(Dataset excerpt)

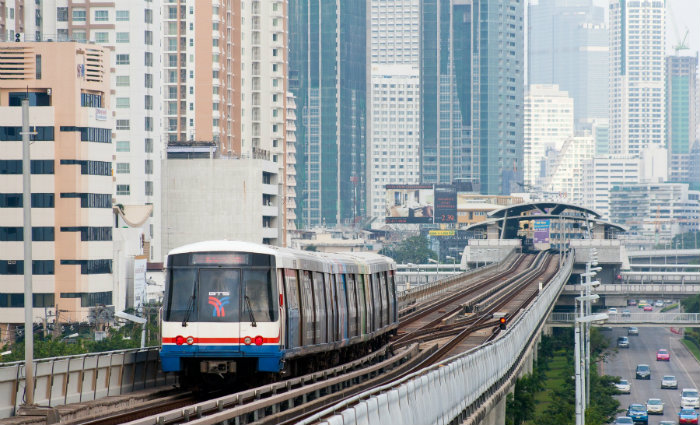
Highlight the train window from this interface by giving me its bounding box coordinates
[197,269,241,322]
[165,269,197,322]
[241,269,278,322]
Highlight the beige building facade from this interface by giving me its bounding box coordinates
[0,42,114,328]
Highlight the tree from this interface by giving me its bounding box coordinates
[379,236,437,264]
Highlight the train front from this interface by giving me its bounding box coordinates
[161,244,282,384]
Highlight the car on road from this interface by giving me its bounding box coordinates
[661,375,678,390]
[681,388,700,409]
[635,364,652,380]
[627,403,649,424]
[617,336,630,348]
[647,398,664,415]
[678,407,698,425]
[615,379,632,394]
[656,348,671,362]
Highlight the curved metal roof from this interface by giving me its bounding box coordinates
[488,201,601,219]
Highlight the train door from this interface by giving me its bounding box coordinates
[313,272,328,344]
[355,274,372,335]
[343,274,360,337]
[284,269,302,348]
[300,270,316,345]
[196,268,242,352]
[335,274,349,340]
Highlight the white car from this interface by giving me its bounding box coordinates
[647,398,664,415]
[681,388,700,409]
[615,379,632,394]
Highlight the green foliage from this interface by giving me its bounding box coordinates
[379,236,437,264]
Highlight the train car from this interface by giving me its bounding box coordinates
[161,241,398,386]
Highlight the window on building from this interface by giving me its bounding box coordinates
[117,184,131,195]
[73,8,87,22]
[95,10,109,22]
[117,32,129,43]
[117,140,131,152]
[117,53,129,65]
[117,10,129,21]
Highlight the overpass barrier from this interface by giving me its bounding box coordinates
[300,254,574,425]
[0,347,176,418]
[548,312,700,327]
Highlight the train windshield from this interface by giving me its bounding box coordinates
[164,252,278,322]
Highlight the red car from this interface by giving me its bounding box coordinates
[656,348,671,362]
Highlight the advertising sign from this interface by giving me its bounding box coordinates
[434,186,457,223]
[532,220,549,244]
[385,184,435,223]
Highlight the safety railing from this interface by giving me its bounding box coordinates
[301,255,573,425]
[0,347,176,418]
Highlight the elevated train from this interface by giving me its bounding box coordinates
[161,241,398,386]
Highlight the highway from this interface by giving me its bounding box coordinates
[602,307,700,425]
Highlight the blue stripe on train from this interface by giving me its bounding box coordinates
[160,344,284,372]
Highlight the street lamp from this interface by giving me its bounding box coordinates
[445,255,457,273]
[428,258,440,282]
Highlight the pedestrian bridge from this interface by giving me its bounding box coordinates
[547,312,700,327]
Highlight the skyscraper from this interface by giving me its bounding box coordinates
[666,55,700,188]
[288,0,367,227]
[420,0,479,183]
[528,0,608,130]
[470,0,525,195]
[609,0,666,155]
[367,0,420,225]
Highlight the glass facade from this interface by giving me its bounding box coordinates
[289,0,367,227]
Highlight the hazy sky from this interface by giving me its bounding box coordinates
[594,0,700,55]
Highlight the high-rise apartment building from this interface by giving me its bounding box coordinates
[420,0,474,183]
[15,0,162,260]
[609,0,666,155]
[470,0,525,195]
[528,0,608,130]
[0,42,114,324]
[523,84,574,188]
[367,0,420,226]
[287,0,367,227]
[666,54,700,188]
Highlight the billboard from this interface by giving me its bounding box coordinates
[532,220,549,244]
[384,184,435,223]
[434,185,457,223]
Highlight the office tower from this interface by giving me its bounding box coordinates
[528,0,608,131]
[0,42,114,323]
[474,0,525,195]
[609,0,666,155]
[287,0,367,228]
[666,54,698,188]
[367,0,420,226]
[420,0,474,183]
[23,0,162,260]
[523,84,574,189]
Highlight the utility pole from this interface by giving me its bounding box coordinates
[22,96,34,407]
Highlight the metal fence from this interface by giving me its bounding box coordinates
[301,255,573,425]
[0,347,176,418]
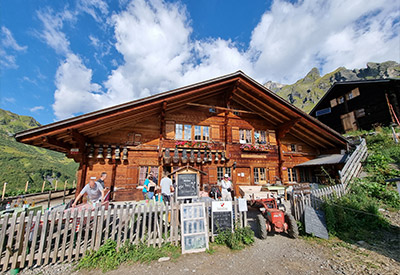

## THE REQUEST
Please rewrite all the records above with "interface" replaced by "image" and everything else left unchanged. Leave the pictures out of your answer.

## TASK RESULT
Highlight the train window from this image by giving me its bounding box coordinates
[197,269,241,322]
[165,269,197,322]
[241,269,278,322]
Highlight the beige building facade from this image by giving me its bounding box coordinates
[0,42,114,328]
Highlight the tree from this image by giving me its bounding box coordinates
[379,236,437,264]
Highlight the train front from this image by giving me its bounding box coordinates
[161,244,282,384]
Highlight the car on road from this image by giving me its bounding box coordinates
[661,375,678,390]
[681,388,700,409]
[635,364,652,380]
[627,403,649,424]
[617,336,630,348]
[647,398,664,415]
[678,407,698,425]
[615,379,632,394]
[656,348,671,362]
Highlight the curved metal roof from this image by giving me its bounding box coordinates
[488,201,601,219]
Highlight the train door from this image by giving me its bounding box coordinates
[313,272,328,344]
[355,274,372,335]
[343,274,360,337]
[284,269,302,348]
[300,270,316,345]
[196,268,242,352]
[335,274,349,340]
Highlight the white car from this image by giving me its bounding box coordinates
[647,398,664,415]
[681,388,700,409]
[615,379,632,394]
Highlight the green foliage from this image by giving me its bounding box coordinates
[379,236,437,264]
Highlight the train car from this image by giving me its bounding box coordinates
[161,241,398,386]
Highlight the window on building from this image by giving me its bounding box coordinates
[117,184,131,195]
[73,8,87,22]
[95,10,109,22]
[117,32,129,43]
[117,140,131,152]
[117,53,129,65]
[117,10,129,21]
Highlight the overpass barrier from this image by giving me its bounding box coordinates
[300,254,574,425]
[0,347,176,418]
[548,312,700,327]
Highlight the train windshield from this image by giving me its bounding box coordinates
[164,252,278,322]
Highlight the red car from this image by giving me its bounding box coordinates
[656,348,671,362]
Highlight the advertising sign from this image by giving me its bounding box coordinates
[434,186,457,223]
[532,220,549,244]
[385,184,435,223]
Highlight the safety railing from this image by giving me its bounding box coordinates
[301,255,573,425]
[0,347,176,418]
Highlight the elevated train from this image by giving me its bounding box coordinates
[161,241,398,386]
Highlight the highway from this image by giving me its bounding box coordinates
[602,307,700,425]
Highlight the blue stripe on train from this image by giving me its bounding box coordinates
[160,344,284,372]
Highlight the street lamp from this image by giving me its bounding box coordinates
[445,255,457,273]
[428,258,440,282]
Highlight the pedestrian bridge from this image by giving me its bounding box coordinates
[547,312,700,327]
Highlight the skyscraper from this image by giving me its bounding box coordinates
[666,55,700,188]
[288,0,367,227]
[420,0,479,183]
[528,0,608,130]
[470,0,525,195]
[609,0,666,155]
[367,0,420,225]
Highlight the glass facade from this image by giving me its bounding box coordinates
[289,0,367,227]
Highlight the hazy sky from this image by giving me its bounding box coordinates
[594,0,700,55]
Highlight the high-rise apartment building from this image by giving me its bounding box coordinates
[420,0,474,183]
[15,0,162,260]
[609,0,666,155]
[470,0,525,195]
[528,0,608,130]
[0,42,114,324]
[523,84,574,188]
[367,0,420,226]
[287,0,367,227]
[666,54,700,188]
Highlight the billboard from this image by giving me its bounding box coordinates
[532,220,549,244]
[384,184,435,223]
[434,185,457,223]
Highlight the office tower from this image by giving me its bounding box coordinates
[528,0,608,131]
[0,42,114,323]
[474,0,525,195]
[609,0,666,155]
[287,0,367,228]
[666,54,698,188]
[367,0,420,226]
[420,0,474,183]
[23,0,162,260]
[523,84,574,189]
Highlight the utility pole from this image by giving me its bounding box coordinates
[22,96,34,407]
Highlight the metal fence from this image by giving me its bounding box coordinates
[301,255,573,425]
[0,347,176,418]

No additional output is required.